The listing that follows should be copied in full and exactly, with no pictures.
----- SOURCE MATERIAL
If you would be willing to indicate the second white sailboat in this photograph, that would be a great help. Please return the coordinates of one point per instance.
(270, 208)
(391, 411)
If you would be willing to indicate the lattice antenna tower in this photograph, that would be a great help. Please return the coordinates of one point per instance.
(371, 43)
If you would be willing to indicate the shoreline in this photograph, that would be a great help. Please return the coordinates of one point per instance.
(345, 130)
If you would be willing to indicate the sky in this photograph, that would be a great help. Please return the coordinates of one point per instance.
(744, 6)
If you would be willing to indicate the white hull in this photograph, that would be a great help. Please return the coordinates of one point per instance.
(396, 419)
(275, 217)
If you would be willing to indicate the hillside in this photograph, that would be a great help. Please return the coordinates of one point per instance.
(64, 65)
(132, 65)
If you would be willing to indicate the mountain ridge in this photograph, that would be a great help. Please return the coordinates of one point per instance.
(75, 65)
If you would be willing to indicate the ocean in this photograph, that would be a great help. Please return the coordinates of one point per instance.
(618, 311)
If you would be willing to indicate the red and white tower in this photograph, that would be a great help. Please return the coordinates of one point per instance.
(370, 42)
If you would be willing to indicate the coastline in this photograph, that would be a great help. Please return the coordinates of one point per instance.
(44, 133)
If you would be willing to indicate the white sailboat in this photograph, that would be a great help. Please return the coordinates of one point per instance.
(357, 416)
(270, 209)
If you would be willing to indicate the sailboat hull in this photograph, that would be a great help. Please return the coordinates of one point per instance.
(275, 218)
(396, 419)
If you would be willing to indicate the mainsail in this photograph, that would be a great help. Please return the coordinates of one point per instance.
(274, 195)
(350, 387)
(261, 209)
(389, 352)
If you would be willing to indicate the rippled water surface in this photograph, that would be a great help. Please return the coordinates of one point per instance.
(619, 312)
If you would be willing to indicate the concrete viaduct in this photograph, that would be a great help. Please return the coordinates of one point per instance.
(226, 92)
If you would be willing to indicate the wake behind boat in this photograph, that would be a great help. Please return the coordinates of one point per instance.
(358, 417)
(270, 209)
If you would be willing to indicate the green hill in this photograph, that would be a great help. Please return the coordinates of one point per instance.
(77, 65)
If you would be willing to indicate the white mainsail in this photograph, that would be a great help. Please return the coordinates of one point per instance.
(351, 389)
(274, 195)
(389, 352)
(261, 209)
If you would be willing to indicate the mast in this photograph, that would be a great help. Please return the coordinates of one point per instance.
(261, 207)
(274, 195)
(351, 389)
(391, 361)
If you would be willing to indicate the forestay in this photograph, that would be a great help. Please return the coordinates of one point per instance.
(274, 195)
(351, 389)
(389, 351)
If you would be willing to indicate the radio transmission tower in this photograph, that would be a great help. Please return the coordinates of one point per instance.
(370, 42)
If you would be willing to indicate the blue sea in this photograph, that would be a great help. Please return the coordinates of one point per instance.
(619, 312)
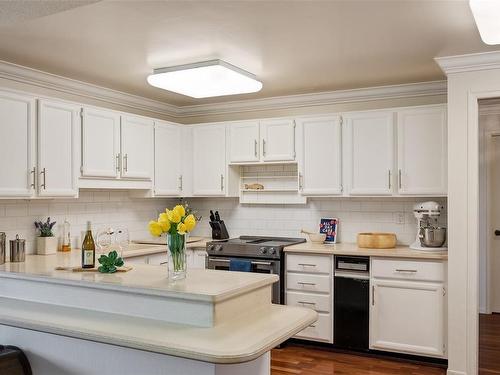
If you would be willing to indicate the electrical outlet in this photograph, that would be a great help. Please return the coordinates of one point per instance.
(400, 217)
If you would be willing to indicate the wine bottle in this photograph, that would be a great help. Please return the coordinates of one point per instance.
(88, 249)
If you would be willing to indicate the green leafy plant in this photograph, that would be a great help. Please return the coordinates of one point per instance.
(45, 228)
(110, 263)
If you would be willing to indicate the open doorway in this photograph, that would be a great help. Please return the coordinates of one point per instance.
(489, 236)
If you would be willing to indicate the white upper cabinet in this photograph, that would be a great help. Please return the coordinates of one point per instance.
(17, 145)
(244, 142)
(58, 148)
(370, 152)
(422, 153)
(168, 159)
(321, 159)
(278, 140)
(137, 147)
(100, 143)
(209, 160)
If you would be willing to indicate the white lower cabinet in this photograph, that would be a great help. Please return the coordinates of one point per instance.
(308, 283)
(408, 307)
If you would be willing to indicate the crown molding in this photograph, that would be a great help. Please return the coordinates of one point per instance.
(34, 77)
(30, 76)
(469, 63)
(318, 99)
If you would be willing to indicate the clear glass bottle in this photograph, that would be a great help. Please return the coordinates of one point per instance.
(66, 241)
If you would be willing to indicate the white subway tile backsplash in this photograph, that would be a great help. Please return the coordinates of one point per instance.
(354, 214)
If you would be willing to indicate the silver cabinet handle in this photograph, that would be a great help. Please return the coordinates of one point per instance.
(118, 166)
(406, 271)
(33, 177)
(44, 173)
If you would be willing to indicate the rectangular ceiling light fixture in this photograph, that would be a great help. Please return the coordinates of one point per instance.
(205, 79)
(487, 16)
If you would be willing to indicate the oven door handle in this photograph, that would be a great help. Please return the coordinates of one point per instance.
(254, 263)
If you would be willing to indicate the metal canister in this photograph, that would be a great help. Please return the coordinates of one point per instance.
(2, 247)
(17, 249)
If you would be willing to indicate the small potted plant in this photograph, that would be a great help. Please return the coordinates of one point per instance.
(46, 243)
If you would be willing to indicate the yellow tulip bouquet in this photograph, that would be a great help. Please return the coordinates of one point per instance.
(176, 223)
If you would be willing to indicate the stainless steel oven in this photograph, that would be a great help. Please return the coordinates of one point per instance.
(270, 266)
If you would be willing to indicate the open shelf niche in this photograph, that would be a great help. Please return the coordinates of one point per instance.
(280, 184)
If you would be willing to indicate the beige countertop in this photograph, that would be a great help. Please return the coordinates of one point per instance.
(353, 249)
(200, 284)
(241, 339)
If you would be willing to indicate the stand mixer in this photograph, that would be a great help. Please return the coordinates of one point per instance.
(430, 237)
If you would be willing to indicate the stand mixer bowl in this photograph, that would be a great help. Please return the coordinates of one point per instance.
(432, 236)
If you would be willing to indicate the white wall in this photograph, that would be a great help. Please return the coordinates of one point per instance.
(102, 208)
(355, 215)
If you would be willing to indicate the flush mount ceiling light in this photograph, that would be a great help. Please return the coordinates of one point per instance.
(205, 79)
(487, 16)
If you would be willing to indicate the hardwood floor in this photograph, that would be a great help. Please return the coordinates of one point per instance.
(298, 359)
(489, 344)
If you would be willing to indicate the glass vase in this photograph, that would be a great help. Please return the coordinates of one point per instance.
(177, 265)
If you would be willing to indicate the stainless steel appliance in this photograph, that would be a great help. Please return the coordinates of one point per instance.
(430, 236)
(17, 249)
(351, 302)
(264, 253)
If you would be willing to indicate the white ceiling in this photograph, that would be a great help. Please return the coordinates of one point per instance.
(292, 46)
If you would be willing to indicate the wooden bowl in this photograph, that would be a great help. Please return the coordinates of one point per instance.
(377, 240)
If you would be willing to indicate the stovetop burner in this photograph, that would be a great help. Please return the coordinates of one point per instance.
(252, 246)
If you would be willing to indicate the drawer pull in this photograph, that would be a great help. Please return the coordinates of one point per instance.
(406, 271)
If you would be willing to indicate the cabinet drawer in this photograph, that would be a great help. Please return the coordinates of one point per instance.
(408, 269)
(309, 283)
(318, 302)
(309, 263)
(320, 330)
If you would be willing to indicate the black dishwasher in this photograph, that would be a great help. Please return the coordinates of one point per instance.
(351, 302)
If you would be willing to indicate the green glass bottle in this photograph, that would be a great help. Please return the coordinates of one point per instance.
(88, 249)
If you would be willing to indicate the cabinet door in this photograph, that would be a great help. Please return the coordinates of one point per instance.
(137, 140)
(209, 161)
(422, 154)
(407, 317)
(243, 142)
(168, 159)
(100, 143)
(17, 145)
(58, 148)
(278, 140)
(370, 150)
(321, 164)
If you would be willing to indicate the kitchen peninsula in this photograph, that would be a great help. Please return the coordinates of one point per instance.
(138, 322)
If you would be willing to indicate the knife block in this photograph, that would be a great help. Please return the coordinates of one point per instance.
(219, 230)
----------
SOLUTION TO THE PROBLEM ▸
If you would be willing to indicate the second white sailboat in this photograph, that would be a great help. Please return the coordinates of one point per instance.
(270, 208)
(391, 411)
If you would be willing to indicate the lattice antenna tower in this photograph, that would be a great help. Please return the coordinates of one point per instance.
(371, 43)
If you would be willing to indicate the shoreline in this photograph, that would be a great help. Please return the coordinates of one point per instance.
(345, 130)
If you would be willing to indicate the sky in this photograph, that would be a great help. Please return the coordinates of one point per instance.
(744, 6)
If you would be willing to indicate the white hull in this photograph, that would be a great help. Please return the coordinates of one point per instance.
(396, 419)
(275, 217)
If you would be willing to indicate the hillside in this photograph, that would be a great help. Please return the coordinates of one point per instance.
(64, 65)
(132, 65)
If you would be willing to indicate the mountain ridge in this photograph, that would be a great help. Please return the coordinates of one point per instance.
(75, 65)
If you would be willing to indicate the ocean in this photograph, that would be a great help. Please return the coordinates of one point per instance.
(618, 311)
If you would be willing to indicate the red and white tower in this photograph, that would be a great help. Please return the coordinates of one point per instance.
(370, 42)
If you would be willing to indicate the coastline in this photograph, that would be a great help. Please return the coordinates of one point per instance.
(44, 133)
If you would be willing to indicate the white sailboat in this photograph, that would be a great help. Please return the coordinates of one point per instance.
(357, 416)
(270, 209)
If you would be willing to indicate the sailboat hull in this photograph, that would be a great help. Please return the coordinates of one point per instance.
(275, 218)
(396, 419)
If you would be willing to indicate the mainsail in this photograph, that would be a great help. Please return the coordinates of one point per instance.
(274, 195)
(350, 387)
(261, 209)
(389, 352)
If you would be willing to indicate the rippled water surface in this photograph, that would be a great help. Please return the coordinates of one point per instance.
(619, 312)
If you would be willing to indicate the concrete viaduct in this photograph, that would be a great help. Please return the coordinates of one point per instance.
(226, 92)
If you would be willing to indicate the wake behind boat in this photograph, that would be a great help. Please return the coordinates of one point per instance.
(358, 417)
(270, 209)
If you would be willing to indicate the green hill in this photograph, that would be a great help. Please return the coordinates of one point per instance.
(77, 65)
If you would be willing to indicate the white mainsail in this photograph, that would be a great help. Please return the coordinates of one point per instance.
(351, 389)
(274, 195)
(389, 352)
(261, 209)
If you would be willing to indicate the mast in this photograph, that would be a great help. Please return the coordinates of one point per instance.
(261, 207)
(274, 195)
(351, 389)
(391, 361)
If you would be willing to indicate the forestay in this photograph, that would be a great help. Please return the coordinates of one point per instance.
(274, 195)
(351, 389)
(389, 351)
If you would be willing to indicate the radio transmission tower in this photograph, that would be a great help. Please return the coordinates of one point per instance.
(370, 42)
If you would be willing to indicate the blue sea in this photograph, that would be a great help. Please return the coordinates of one point per instance.
(619, 312)
If you would be willing to indicate the electrical outlet in this photograph, that would be a great help. Please return the coordinates of one point per instance.
(400, 217)
If you would be willing to indicate the wine bottle in this photograph, that would be a great help. Please return the coordinates of one point per instance.
(88, 249)
If you would be willing to indicate the green leafy plant in this photograph, that would be a great help. Please return the coordinates of one point per instance.
(45, 228)
(110, 263)
If you would be willing to indicate the open doorway in this photograph, that would be a great help. Please return the coordinates of one point per instance.
(489, 236)
If you would be willing to indicate the white upper cabinet in this photograph, that would be a great help. Please return the coordinates of one point per instance.
(17, 145)
(244, 142)
(58, 148)
(370, 152)
(422, 153)
(168, 159)
(321, 159)
(278, 140)
(137, 147)
(100, 143)
(209, 160)
If you would be willing to indicate the white lower cabinet in this photograph, that would be a great help. Please return the coordinates of one point per instance.
(308, 283)
(408, 307)
If you would be willing to indicate the crown molding in this photograph, that would be a great help. Please return the coordinates of one point per instance.
(34, 77)
(30, 76)
(469, 63)
(318, 99)
If you would be willing to indicate the clear glass bottle in this photograph, that would be a great help. Please return the coordinates of one point per instance.
(66, 241)
If you would be willing to indicate the white subway tile backsplash in this photograph, that would be a great help. Please return the coordinates of one point per instance.
(354, 214)
If you would be willing to indicate the silver cabinet handle in this photograph, that would be a great help. Please return the coordinates of one point per instance.
(118, 166)
(406, 271)
(33, 177)
(44, 173)
If you would be willing to indicate the rectangular ceiling light fixture in this photograph, that would be a great help. Please return the coordinates of one point per instance.
(205, 79)
(487, 16)
If you would be willing to indicate the oven door handle in this photograph, that would be a great help. Please return the coordinates of one point per instance.
(254, 263)
If you would be willing to indicate the metal canister in this photograph, that would be a great help. Please return the coordinates of one point per instance.
(2, 247)
(17, 249)
If you would be willing to indicate the small potted plant in this photograph, that would be a great help. Please return the coordinates of one point per instance.
(46, 243)
If you would be willing to indicate the yellow tulip bouquet in this photograph, that would be a great help. Please return the coordinates of one point per instance.
(176, 223)
If you would be willing to indicate the stainless steel oven in this photograph, that would be a great help. Please return the coordinates of one point per instance.
(270, 266)
If you would be willing to indicate the open shelf niche in this photograph, that would be a great help. Please return the coordinates of one point per instance.
(280, 184)
If you would be willing to indicate the beige countertop in this photograph, that would be a great help. Please return the coordinates of one point per instance.
(353, 249)
(200, 284)
(241, 339)
If you would be willing to indicate the stand mixer in this photograph, that would be a great help. Please return the coordinates of one point per instance.
(430, 237)
If you would be willing to indicate the stand mixer bowl in this photograph, that would be a great help. Please return the coordinates of one point per instance.
(432, 236)
If you would be willing to indicate the white wall in this photograph, that would be a great help. Please return the coordinates of one point per instance.
(102, 208)
(355, 215)
If you would be willing to indicate the flush mount ceiling light in this photograph, that would be a great help. Please return the coordinates of one point per instance.
(205, 79)
(487, 16)
If you would be willing to indicate the hardwood floor in this photograph, that would be a great help. Please return the coordinates of one point per instance.
(298, 359)
(489, 344)
If you would be willing to indicate the glass vase in this photograph, that would be a great help. Please return the coordinates of one point per instance.
(177, 265)
If you would be willing to indicate the stainless steel appliance in this photograph, that would be a great help. Please return the coordinates of one point per instance.
(430, 236)
(17, 249)
(351, 302)
(264, 253)
If you would be willing to indicate the white ceiling in this photograph, that would be a great help. Please return the coordinates of one point per instance.
(292, 46)
If you would be willing to indicate the wooden bowl in this photograph, that would be a great help. Please return the coordinates of one point per instance.
(377, 240)
If you would be willing to indicate the stovetop burner in this photograph, that would be a great help. Please return the coordinates of one point per instance.
(252, 246)
If you would be willing to indicate the drawer pull in this photograph, that would be a great help. Please return the coordinates of one point per instance.
(406, 271)
If you would be willing to indicate the cabinet drawer in this photograph, that would be a great help. Please return the coordinates of one point per instance.
(408, 269)
(309, 283)
(318, 302)
(309, 263)
(320, 330)
If you would be willing to indicate the black dishwasher in this photograph, that would be a great help. Please return the coordinates of one point per instance.
(351, 302)
If you would be willing to indicate the green glass bottle in this photograph, that would be a great help. Please return the coordinates of one point per instance.
(88, 249)
If you would be willing to indicate the cabinet door in this photograph, that would be a great help. Please return the coordinates of one point per instance.
(137, 140)
(209, 161)
(422, 154)
(407, 317)
(243, 142)
(168, 159)
(100, 143)
(17, 145)
(58, 148)
(278, 140)
(370, 150)
(321, 164)
If you would be willing to indicate the kitchen peninsula in this photograph, that would be a great help. Please return the coordinates of one point per instance.
(138, 322)
If you would be willing to indicate the knife block in this photograph, that would be a great help. Please return the coordinates of one point per instance.
(219, 230)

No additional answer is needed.